Collect every line in the rows below that contains the word "road", copying each one in full.

[Dataset items]
>> start

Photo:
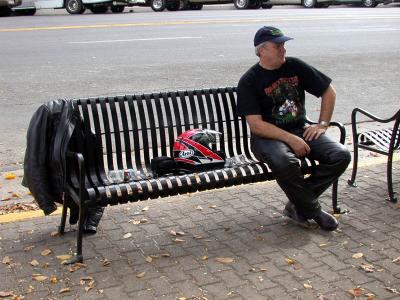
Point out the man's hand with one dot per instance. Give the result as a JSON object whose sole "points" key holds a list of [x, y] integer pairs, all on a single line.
{"points": [[299, 146], [313, 132]]}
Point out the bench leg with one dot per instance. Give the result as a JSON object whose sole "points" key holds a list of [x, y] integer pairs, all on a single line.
{"points": [[78, 256], [352, 181], [392, 198], [61, 228]]}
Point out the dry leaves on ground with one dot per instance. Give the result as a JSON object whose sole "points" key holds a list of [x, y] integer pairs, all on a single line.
{"points": [[367, 268], [64, 290], [307, 286], [127, 235], [175, 233], [7, 260], [224, 260], [358, 255], [10, 176], [394, 291], [356, 292], [396, 260], [46, 252], [17, 207], [290, 261], [39, 277], [105, 262], [34, 263], [75, 267], [4, 294]]}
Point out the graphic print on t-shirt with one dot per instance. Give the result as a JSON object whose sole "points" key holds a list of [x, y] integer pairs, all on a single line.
{"points": [[288, 107]]}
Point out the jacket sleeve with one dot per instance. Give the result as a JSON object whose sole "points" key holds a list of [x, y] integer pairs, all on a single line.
{"points": [[36, 176]]}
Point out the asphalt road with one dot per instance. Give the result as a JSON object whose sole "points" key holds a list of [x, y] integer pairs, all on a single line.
{"points": [[55, 55]]}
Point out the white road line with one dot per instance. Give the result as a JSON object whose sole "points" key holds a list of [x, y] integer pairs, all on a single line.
{"points": [[136, 40]]}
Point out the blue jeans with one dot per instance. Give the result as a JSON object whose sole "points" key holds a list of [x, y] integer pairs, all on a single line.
{"points": [[333, 160]]}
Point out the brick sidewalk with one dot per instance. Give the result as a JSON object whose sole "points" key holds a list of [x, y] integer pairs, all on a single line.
{"points": [[264, 256]]}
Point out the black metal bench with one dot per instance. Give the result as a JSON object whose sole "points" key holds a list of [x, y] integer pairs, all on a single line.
{"points": [[383, 141], [126, 132]]}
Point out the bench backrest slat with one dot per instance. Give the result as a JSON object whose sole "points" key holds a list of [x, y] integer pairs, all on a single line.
{"points": [[128, 131]]}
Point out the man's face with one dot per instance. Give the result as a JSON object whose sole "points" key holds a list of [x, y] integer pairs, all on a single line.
{"points": [[273, 53]]}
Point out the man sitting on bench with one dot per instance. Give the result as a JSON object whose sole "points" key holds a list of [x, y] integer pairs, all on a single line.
{"points": [[271, 95]]}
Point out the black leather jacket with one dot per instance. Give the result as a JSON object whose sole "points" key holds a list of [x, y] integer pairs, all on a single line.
{"points": [[49, 132]]}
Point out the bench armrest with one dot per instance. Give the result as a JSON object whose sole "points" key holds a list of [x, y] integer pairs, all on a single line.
{"points": [[361, 111]]}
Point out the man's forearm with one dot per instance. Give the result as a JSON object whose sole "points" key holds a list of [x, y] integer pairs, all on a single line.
{"points": [[327, 104]]}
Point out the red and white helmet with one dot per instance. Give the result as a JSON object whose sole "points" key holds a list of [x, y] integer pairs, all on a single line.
{"points": [[192, 150]]}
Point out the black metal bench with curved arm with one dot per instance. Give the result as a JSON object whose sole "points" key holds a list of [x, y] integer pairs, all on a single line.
{"points": [[126, 132], [383, 141]]}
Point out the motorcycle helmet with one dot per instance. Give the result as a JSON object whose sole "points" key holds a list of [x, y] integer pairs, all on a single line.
{"points": [[193, 150]]}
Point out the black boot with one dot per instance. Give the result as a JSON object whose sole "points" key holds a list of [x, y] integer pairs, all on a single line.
{"points": [[291, 212], [93, 216], [326, 221]]}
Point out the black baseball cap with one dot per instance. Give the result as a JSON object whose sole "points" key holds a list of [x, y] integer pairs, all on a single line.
{"points": [[270, 34]]}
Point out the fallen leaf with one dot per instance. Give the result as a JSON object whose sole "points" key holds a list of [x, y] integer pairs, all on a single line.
{"points": [[127, 235], [356, 292], [29, 248], [10, 176], [7, 260], [64, 257], [39, 277], [105, 262], [307, 286], [224, 260], [370, 296], [134, 222], [4, 294], [358, 255], [34, 263], [394, 291], [46, 252], [64, 290], [396, 260], [290, 261], [86, 278], [367, 268]]}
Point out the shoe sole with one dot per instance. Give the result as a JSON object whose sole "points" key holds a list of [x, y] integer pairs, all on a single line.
{"points": [[306, 224]]}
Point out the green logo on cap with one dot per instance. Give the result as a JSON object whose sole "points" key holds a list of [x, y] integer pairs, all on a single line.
{"points": [[276, 31]]}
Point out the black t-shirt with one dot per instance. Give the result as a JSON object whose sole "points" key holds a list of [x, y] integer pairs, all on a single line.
{"points": [[278, 95]]}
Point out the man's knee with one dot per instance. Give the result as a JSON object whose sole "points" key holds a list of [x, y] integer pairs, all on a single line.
{"points": [[342, 156]]}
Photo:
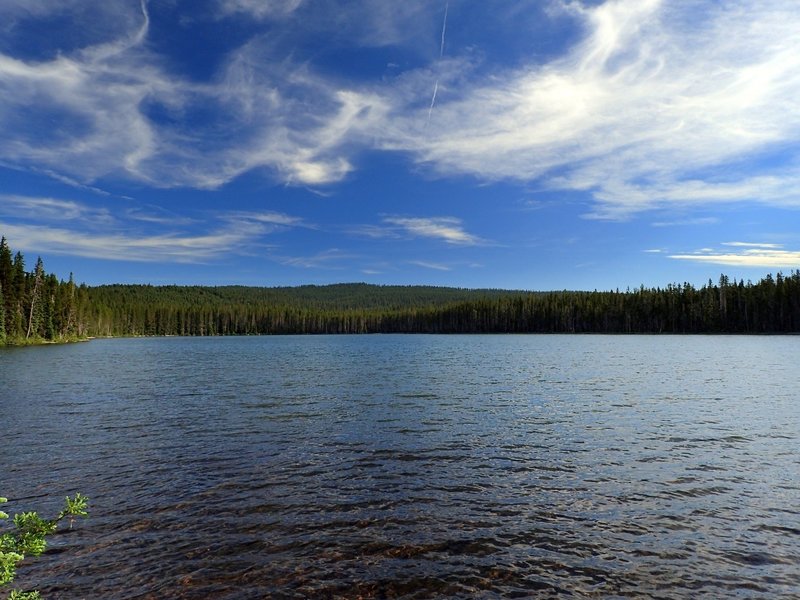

>> end

FINAL RESULT
Point out the asphalt road with one dot per instance. Give the result as a JSON object whose sole "points" key holds a list of [x, y] integer pairs, all on a single line.
Point out the white road line with one dot per instance. Give the result as a JSON object whose sole "points" key holds a list of [x, y] integer pairs, all on a single line.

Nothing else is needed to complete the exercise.